● **DIRECTIVE**: Copy every line of the listing below without altering a single character.

____ SUPPLIED ENTRIES

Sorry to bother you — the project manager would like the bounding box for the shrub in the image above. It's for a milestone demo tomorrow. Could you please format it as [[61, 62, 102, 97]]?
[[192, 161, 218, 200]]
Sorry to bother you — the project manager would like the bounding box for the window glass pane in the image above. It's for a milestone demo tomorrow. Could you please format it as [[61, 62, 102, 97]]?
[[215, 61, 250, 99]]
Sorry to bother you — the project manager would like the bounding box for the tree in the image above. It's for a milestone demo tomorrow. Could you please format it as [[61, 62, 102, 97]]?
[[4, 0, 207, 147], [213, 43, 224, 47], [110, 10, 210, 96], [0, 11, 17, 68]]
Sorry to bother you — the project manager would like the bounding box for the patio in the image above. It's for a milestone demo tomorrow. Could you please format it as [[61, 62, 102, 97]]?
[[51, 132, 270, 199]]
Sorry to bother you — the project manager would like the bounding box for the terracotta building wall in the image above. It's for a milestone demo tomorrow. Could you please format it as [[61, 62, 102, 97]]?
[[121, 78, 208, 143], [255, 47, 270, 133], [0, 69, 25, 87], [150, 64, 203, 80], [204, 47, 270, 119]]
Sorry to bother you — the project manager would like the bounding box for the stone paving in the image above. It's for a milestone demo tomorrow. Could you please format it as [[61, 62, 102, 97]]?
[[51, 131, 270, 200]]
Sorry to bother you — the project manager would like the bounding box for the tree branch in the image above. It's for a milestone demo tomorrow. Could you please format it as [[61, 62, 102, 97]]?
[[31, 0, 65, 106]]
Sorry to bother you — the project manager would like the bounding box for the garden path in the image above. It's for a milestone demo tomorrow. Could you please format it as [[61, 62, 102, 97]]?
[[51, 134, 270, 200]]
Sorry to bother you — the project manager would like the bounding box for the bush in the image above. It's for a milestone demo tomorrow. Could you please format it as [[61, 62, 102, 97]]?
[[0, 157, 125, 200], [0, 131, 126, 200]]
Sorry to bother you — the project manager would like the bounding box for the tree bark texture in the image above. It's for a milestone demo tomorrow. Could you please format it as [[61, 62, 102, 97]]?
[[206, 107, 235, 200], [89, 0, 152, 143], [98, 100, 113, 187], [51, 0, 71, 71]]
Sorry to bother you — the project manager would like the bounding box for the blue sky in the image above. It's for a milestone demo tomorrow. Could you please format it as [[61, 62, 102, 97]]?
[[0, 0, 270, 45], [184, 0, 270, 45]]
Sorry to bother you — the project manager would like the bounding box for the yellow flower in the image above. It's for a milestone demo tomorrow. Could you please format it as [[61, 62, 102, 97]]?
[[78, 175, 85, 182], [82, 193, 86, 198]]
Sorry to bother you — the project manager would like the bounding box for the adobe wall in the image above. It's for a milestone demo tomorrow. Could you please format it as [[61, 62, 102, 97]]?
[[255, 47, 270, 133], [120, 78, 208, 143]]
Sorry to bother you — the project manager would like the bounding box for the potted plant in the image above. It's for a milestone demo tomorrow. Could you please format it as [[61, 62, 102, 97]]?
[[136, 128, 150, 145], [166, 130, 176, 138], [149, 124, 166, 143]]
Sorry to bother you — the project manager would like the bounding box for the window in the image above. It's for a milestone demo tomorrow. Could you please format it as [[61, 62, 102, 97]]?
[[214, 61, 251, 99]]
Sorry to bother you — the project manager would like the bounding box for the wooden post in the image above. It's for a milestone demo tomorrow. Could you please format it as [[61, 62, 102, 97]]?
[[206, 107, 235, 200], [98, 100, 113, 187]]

________

● **PROBLEM SOLUTION**:
Sorry to bother you — the project manager would like the bounding box for the shrub in the image above. It's for a milestone demo tomorrow. Could you please format it as [[61, 62, 102, 97]]?
[[192, 161, 218, 200]]
Sorry to bother you — the project manager would like the bounding box for the window glass pane in the image above. It's for a milestone demo tomorrow. Could you please format it as [[61, 62, 102, 97]]?
[[215, 61, 250, 99]]
Sorry to bother you — the project manager would like the bounding box for the tree in the image above. It's for a milestone demo tomorrow. Could you please format it as [[61, 62, 102, 97]]?
[[4, 0, 207, 147], [213, 43, 224, 47], [110, 10, 210, 96], [0, 11, 17, 68]]
Sorry to bother you — the project manager would like the bounding box for the patio in the image above. It's for a milestone demo tomorrow. Could you please format it as [[61, 62, 102, 97]]?
[[51, 132, 270, 199]]
Sorry to bother you — the project manager would like the bounding box for the terracotta building wall in the image above. It's for a milestone demo tomorrow. Could you please format it as [[61, 62, 102, 97]]?
[[121, 78, 208, 143], [255, 47, 270, 133], [0, 69, 25, 87], [150, 64, 203, 80], [204, 47, 270, 119]]
Sorry to bother you — the project manager would like the bounding box for the stone paving in the image above. It's for a milestone demo tomorrow. Could you please format it as [[61, 62, 102, 97]]?
[[51, 131, 270, 200]]
Sorry to bother you — the project manager would like the bounding box for the tree branch in the image above. It's for a milestone demo tomorrow. Could you please format it as [[61, 62, 102, 97]]?
[[31, 0, 65, 106]]
Sorry to bother you — the project manager would like the bounding box for the garden path in the image above. It's for a milestone demo tomorrow. Could you please format it as [[61, 62, 102, 97]]?
[[51, 134, 270, 200]]
Sorry to bother you — the project manager would like the bounding box for the bush in the image above. It's for a milestone demo tomorrow. Could you please format it as [[61, 62, 102, 97]]?
[[0, 157, 125, 200], [0, 131, 126, 200]]
Sorry to bother you — the project manager would like the bounding box for the tree bark texture in the image above. It's for a milestone demo tomorrow. Could you please format it as [[61, 62, 102, 97]]?
[[206, 107, 235, 200], [89, 0, 152, 143], [98, 100, 113, 187], [51, 0, 71, 71]]
Sorry to bother you — the project manager would like the bounding box for the blue sky in the image above. It's for a milestone demo tomorrow. Could you please format it as [[61, 62, 102, 97]]?
[[0, 0, 270, 45], [184, 0, 270, 45]]
Sorry to bother you — the project manager would like the bounding box for the yellow flower in the image above. It's for a milestone demo tomorrow. Could you please format it as [[61, 62, 102, 97]]?
[[78, 175, 85, 182], [82, 193, 86, 198]]
Sorry to bother you — the project manager would like the bounding box for the adobe wall in the image above. It's for a milestone demo tomorrow. Could you please format it as [[61, 62, 102, 97]]?
[[255, 47, 270, 133], [120, 78, 208, 143]]
Sorry to bother you — the project manager would like the bounding box for the potted plant in the image above. It's for a milestone demo tomorrow. Could you please format it as [[61, 62, 102, 97]]?
[[136, 128, 150, 145], [166, 130, 176, 138], [149, 124, 166, 143]]
Sorry to bother you — the project manager would like the bounding box for the window in the image above. It's for a milestone demo tomorrow. Could you please format it as [[61, 62, 102, 97]]?
[[214, 61, 251, 99]]
Sorry to bother you — the project manager would like the bounding box for the wooden post in the image above. It's for a milestone demo tomorrow. Could you please format it as [[61, 62, 102, 97]]?
[[206, 107, 235, 200], [98, 100, 113, 187]]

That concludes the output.